(Text passage begins)

The editors of Britain’s New Scientist have frequently dealt with the productivity deficit of their approved ideas by spitting at the “anti-science” US.
Which, it turns out, does not collectively care.
That’s just a measure of the great gulf fixed between people who rattle on, Oxbridge style, about whether we are living in a giant sim and people who venture into real live outer space.
In “Spin or Sin?”, Creation-Evolution Headlines unpacks (November 01, 2011) a bit of the underlying mentality, as represented by the NS‘s US bureau chief Peter Aldhous:
The bulk of his article was how to communicate the truth of science to the masses. For this, he reluctantly had to reach into the “soft sciences” for help: how to “frame” the evidence from the scientific consensus for the anti-science elements in the population (“framing” is roughly equivalent to “spinning,” but with a more dignified touch of classical rhetoric to it). To set up the argument, Aldhous began his article with the counter-intuitive idea that more information can actually harden people’s biases. He told how John Holdren thought he would convince congressional Republicans of the truth of global warming by coming to “explain very clearly what we know and how we know it”. Result: it only inflamed their skepticism.

(Text passage ends)

* [Tasks to carry out]:
• 1. According to the passage on the New Scientist article, why did Aldhous turn to the "soft sciences"?
• 2. Continue the passage on the New Scientist article from its final sentence.

(Provided material begins)

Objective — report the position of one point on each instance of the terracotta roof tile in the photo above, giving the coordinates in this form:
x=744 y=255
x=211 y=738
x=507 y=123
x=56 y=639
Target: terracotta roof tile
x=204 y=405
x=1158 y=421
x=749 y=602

(Provided material ends)

* [Answers by task]:
• 1. His article was mainly about how to communicate the truth of science to the masses. For that, he needed help from the soft sciences on how to "frame" the evidence from the scientific consensus for the parts of the population he considered anti-science.

• 2.
For researchers who study how people form their opinions, and how we are influenced by the messages we receive, it was all too predictable. Holdren’s prescription was a classic example of the “deficit model” of science communication, which assumes that mistrust of unwelcome scientific findings stems from a lack of knowledge. Ergo, if you provide more facts, scepticism should melt away. This approach appeals to people trained to treat evidence as the ultimate arbiter of truth. The problem is that in many cases, it just doesn’t work.
Facts and evidence don’t help? One can’t help, when reading such screeds, getting the uncomfortable feeling that what they really want is a government that just cracks dissenters’ heads and declares what the evidence is. To finally replace science (always full of uncertainties*) with “science,” which is whatever they say it is and beyond contradiction. Or, as some say, “incontrovertible.”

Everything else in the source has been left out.